### [FRAGMENTO DE PÁGINA]

Mi feminismo es como una torre sólida y enhiesta. Sus cimientos son la defensa de la libertad, la igualdad y la justicia y ese otro pequeño detalle que atraviesa mi vida y que consiste en estar siempre de parte de los más vulnerables. Los ladrillos que construyen esa torre son las vidas de aquellas mujeres que se han ido cruzando en mi propia vida, impregnándola con su ejemplo, su experiencia y su legado. A algunas me las encontré en los libros de Historia, aunque -todo sea dicho- muchas veces la Historia ha escondido a las mujeres debajo de la alfombra. A otras las conocí a través de la Literatura y me ayudaron a comprender los problemas y las emociones que representaban, extraídos, como con un fino bisturí, de las mujeres de carne y hueso. Otras tantas llegaron de improviso, emergiendo como la lava emerge de un volcán, a la vez natural y bravía, a través del Arte, la Ciencia, la Filosofía y otras mil cosas sobre las que una reflexiona. Eran mujeres bien situadas, que luchaban por poder leer, estudiar, escribir o votar, por investigar y viajar, o mujeres analfabetas que bajaban a la mina, limpiaban casas, parían familias numerosas y recogían aceitunas. Unas veces, eran burguesas a las que ser madre de familia y controlar la esfera privada no les bastaba; otras, trabajadoras que sufrían la doble esclavitud de la pobreza y el machismo. Eran mujeres, en fin, que, por no conformarse con un destino impuesto y estereotipado, eran calificadas por sus vecinos como hurañas, brujas, marisabidillas o machopingos.

### [EXTRACTOS DE LÍNEAS]
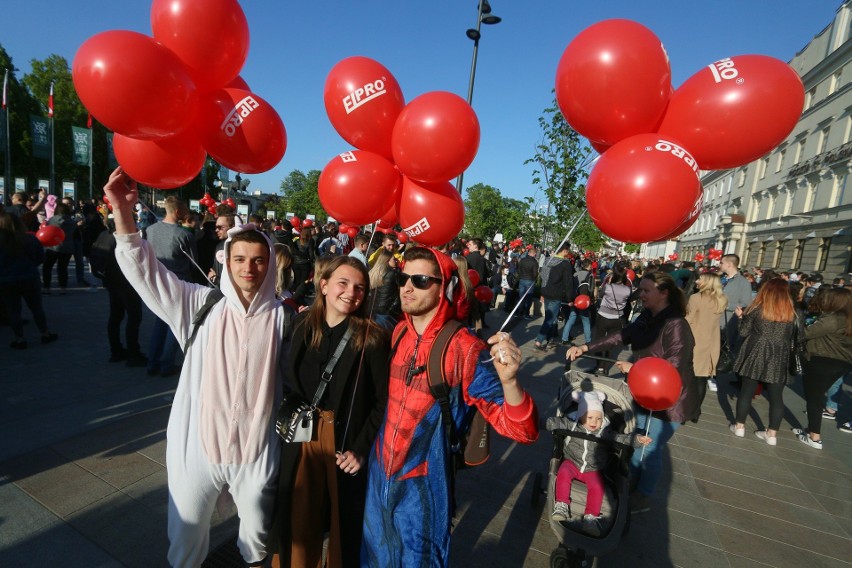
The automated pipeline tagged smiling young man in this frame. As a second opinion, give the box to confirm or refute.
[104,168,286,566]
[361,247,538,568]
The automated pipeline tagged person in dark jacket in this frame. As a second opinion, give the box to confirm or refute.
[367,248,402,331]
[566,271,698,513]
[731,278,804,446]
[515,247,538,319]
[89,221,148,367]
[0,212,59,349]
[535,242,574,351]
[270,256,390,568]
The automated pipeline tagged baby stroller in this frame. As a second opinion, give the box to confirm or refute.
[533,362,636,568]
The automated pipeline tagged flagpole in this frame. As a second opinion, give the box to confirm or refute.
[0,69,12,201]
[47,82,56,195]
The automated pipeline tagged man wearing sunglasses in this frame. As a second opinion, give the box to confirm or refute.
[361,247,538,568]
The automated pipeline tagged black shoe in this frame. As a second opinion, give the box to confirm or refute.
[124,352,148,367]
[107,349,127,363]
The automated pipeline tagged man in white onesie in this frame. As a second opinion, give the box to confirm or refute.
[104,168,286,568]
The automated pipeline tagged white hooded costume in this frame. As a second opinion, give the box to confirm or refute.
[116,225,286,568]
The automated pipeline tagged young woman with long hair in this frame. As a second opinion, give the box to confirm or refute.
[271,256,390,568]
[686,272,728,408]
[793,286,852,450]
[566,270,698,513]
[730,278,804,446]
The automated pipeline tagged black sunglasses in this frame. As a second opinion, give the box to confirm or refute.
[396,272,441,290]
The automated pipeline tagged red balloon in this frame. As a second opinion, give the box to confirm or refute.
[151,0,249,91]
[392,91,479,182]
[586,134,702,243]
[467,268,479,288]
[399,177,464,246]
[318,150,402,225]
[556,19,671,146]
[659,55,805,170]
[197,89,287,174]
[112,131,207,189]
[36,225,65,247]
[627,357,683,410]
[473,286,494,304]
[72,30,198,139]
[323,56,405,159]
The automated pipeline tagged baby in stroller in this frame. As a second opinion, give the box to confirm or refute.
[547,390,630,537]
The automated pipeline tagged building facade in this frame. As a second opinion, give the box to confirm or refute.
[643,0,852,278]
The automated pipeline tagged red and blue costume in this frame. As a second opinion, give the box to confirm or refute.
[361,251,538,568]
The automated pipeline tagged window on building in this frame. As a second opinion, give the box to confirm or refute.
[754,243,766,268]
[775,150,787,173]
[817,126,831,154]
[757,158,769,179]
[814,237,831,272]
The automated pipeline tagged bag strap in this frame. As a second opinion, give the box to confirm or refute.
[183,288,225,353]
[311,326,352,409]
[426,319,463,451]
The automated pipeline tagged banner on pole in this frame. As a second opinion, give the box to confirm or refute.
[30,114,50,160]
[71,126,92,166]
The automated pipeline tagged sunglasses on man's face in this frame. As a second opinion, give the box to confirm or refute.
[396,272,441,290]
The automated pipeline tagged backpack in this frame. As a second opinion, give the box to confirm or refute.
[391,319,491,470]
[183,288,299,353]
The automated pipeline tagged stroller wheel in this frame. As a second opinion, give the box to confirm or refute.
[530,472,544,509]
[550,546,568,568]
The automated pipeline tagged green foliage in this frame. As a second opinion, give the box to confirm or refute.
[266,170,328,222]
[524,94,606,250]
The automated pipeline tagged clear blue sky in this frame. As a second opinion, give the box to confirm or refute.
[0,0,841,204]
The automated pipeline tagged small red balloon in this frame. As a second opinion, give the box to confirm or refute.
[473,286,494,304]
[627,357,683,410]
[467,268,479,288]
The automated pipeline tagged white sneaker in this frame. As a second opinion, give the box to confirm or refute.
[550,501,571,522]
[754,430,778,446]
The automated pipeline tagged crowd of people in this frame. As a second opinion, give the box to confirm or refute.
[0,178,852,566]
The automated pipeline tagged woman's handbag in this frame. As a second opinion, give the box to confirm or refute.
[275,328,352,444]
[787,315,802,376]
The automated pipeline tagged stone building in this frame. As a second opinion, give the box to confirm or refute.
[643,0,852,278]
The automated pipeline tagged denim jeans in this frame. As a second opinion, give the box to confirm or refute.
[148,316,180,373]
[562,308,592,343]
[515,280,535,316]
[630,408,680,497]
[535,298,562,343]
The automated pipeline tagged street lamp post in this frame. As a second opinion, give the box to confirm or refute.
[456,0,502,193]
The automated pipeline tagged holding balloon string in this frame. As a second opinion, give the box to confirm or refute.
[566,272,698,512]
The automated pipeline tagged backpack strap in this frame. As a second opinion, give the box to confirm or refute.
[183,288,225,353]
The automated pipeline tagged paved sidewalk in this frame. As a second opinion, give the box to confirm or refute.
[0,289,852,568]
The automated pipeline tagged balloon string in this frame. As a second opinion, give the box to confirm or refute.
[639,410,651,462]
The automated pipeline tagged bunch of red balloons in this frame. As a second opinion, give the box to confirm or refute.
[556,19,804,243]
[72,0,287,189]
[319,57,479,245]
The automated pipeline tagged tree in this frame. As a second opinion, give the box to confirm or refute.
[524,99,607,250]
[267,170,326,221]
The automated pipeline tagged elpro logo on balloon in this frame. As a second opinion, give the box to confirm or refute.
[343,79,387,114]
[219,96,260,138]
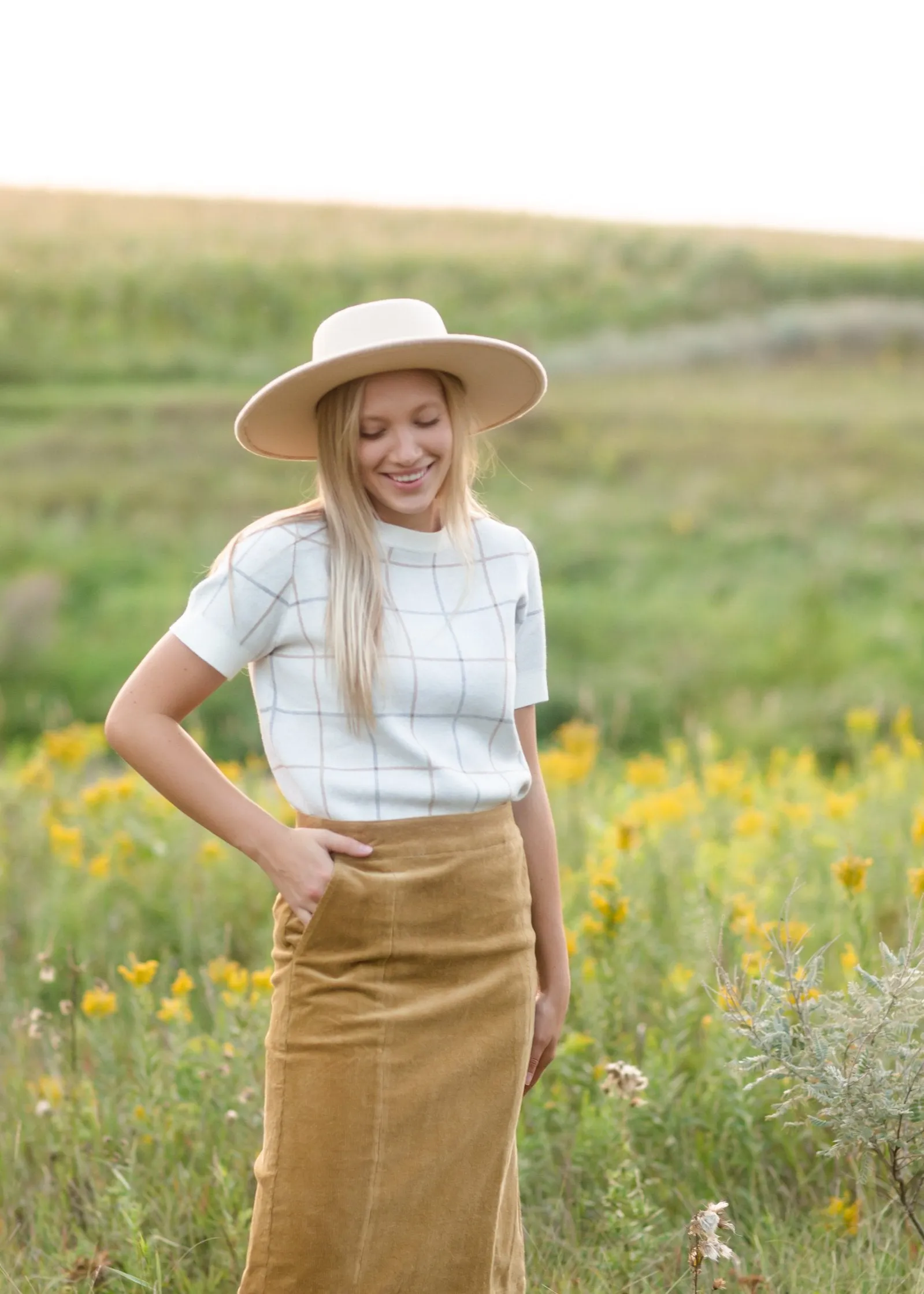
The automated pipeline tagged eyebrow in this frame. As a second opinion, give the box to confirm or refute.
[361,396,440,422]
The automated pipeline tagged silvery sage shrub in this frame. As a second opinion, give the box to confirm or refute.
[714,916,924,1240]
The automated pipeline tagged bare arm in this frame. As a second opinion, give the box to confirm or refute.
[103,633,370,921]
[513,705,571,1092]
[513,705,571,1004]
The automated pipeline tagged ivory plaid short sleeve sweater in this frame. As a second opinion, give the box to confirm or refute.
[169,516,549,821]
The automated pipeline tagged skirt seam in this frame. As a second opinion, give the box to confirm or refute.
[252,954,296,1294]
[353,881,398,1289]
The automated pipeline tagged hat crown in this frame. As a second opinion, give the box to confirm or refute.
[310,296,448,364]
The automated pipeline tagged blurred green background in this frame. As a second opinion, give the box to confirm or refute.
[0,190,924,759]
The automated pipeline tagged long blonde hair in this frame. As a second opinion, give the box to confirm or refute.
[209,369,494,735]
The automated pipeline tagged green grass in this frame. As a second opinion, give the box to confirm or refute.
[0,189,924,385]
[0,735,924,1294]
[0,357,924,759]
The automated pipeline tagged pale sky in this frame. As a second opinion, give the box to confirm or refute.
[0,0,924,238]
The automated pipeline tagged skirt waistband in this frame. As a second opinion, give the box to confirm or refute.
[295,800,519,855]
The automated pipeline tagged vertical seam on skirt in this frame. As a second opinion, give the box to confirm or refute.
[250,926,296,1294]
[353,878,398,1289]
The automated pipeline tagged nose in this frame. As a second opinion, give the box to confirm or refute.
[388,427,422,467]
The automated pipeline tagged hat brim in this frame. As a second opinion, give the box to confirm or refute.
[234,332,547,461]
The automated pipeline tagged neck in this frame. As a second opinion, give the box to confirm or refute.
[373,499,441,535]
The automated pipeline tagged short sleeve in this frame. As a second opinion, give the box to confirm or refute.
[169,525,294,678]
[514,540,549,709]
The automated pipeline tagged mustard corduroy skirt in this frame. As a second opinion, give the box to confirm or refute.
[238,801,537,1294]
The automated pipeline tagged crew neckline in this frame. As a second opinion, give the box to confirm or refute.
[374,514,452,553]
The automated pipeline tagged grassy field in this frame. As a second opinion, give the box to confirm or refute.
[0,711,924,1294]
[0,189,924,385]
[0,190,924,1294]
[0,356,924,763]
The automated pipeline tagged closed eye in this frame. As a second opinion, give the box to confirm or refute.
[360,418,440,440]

* * *

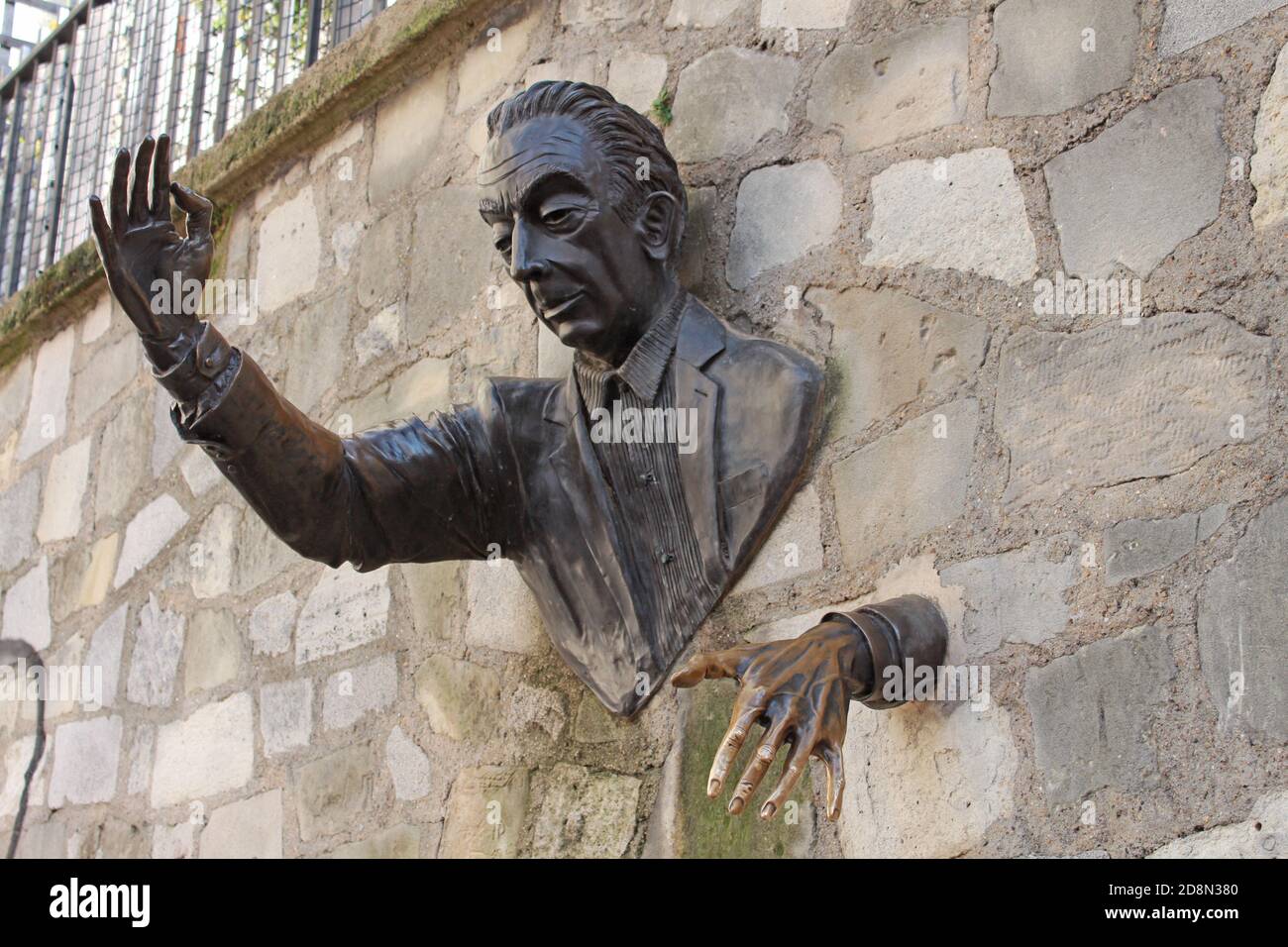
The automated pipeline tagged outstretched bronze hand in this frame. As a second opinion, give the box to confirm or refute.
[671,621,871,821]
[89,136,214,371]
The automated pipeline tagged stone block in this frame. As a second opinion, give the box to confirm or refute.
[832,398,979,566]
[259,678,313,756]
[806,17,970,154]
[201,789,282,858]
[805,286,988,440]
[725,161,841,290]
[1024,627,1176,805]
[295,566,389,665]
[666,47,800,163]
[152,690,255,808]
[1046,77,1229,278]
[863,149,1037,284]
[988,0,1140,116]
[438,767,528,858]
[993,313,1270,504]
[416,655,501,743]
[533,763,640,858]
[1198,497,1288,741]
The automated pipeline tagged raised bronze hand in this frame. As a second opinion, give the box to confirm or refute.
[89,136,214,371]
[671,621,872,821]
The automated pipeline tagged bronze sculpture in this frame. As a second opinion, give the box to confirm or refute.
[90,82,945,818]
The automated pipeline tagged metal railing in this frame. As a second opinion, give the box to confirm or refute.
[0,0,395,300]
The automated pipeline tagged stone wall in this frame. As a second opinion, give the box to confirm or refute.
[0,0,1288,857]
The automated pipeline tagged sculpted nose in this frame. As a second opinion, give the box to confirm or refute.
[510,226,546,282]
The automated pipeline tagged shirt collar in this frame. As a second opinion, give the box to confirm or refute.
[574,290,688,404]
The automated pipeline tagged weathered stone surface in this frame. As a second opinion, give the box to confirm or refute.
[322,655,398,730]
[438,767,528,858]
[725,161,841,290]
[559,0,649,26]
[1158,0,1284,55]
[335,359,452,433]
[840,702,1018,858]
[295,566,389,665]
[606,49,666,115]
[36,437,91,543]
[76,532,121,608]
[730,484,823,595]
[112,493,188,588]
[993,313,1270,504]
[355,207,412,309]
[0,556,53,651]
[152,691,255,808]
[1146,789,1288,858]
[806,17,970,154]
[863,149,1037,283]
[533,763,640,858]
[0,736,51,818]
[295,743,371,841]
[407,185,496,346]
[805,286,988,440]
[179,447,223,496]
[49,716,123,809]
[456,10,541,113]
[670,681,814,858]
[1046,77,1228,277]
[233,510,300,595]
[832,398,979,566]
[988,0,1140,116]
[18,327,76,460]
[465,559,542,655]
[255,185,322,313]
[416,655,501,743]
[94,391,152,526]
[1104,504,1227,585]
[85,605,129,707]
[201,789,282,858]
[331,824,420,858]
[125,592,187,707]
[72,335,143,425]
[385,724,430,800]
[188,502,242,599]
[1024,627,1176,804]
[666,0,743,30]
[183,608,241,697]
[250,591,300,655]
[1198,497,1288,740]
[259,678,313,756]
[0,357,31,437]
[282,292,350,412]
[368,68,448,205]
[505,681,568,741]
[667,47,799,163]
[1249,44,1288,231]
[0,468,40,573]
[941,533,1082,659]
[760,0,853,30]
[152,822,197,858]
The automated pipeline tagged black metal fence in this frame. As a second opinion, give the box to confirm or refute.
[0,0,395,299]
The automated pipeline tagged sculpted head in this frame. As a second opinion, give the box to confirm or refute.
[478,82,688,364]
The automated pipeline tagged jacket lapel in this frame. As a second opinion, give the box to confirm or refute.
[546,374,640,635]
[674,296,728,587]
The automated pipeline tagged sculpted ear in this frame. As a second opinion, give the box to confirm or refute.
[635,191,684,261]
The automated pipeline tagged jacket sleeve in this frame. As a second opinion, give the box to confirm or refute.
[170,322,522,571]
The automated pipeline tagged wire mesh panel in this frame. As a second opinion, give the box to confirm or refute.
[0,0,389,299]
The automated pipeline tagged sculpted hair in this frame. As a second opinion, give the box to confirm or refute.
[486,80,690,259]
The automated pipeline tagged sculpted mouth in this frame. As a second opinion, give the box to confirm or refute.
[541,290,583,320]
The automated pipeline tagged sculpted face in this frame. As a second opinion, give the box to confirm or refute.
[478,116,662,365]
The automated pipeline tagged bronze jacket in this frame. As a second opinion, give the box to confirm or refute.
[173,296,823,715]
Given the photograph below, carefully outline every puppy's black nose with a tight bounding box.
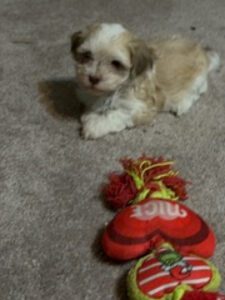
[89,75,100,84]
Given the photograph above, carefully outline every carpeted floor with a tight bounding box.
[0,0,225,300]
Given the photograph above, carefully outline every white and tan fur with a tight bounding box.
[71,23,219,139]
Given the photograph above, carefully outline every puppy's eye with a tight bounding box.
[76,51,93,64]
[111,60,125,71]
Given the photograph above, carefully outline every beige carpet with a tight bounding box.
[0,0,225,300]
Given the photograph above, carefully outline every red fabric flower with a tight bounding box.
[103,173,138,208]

--

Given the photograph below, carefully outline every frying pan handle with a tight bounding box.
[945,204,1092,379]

### [INSTRUCCIONES DE TAREA]
Prosigue el texto sobre el feminismo a partir de su última oración. Las líneas son un material aparte, sin relación con el texto sobre el feminismo.

### [RESPUESTA ESPERADA]
Esas mujeres son un buen lienzo para dibujar el boceto de lo que una quiere que sean las cosas. Junto a ellas, rotundas e implacables, están las otras, las vecinas, las amigas, las compañeras y, por encima de ellas, las mujeres de mi familia: esa cuadrilla de luchadoras raciales contra la soledad, la injusticia y la enfermedad que me rondan día y noche como un rompimiento de gloria. No tengo más remedio que ser feminista, porque se lo debo a la abuela Paca y a la abuela Emilia, a mi tía Francisca, a mi madre, a mis hermanas, a mis sobrinas y a mis hijas. Es enorme, descomunal, esta deuda contraída con aquellas mujeres de mi sangre que defendieron su independencia y su dignidad en momentos de escasez, de guerra y de posguerra -sin ni siquiera saber leer y escribir- y que trabajaron, ahorraron y administraron cada peseta para que mi generación pudiera estudiar y no depender de ningún hombre. Es gigantesca la deuda con mis sobrinas y mis hijas, porque en ellas está ya sembrada la semilla de esta lucha que debe hacerlas, pronto, absolutamente libres e iguales, en un mundo que las respete por lo que son y lo que valen, dejándoles abiertas, de par en par, todas las puertas.

Por las mujeres del pasado, las del presente y las del futuro, tengo que ser feminista.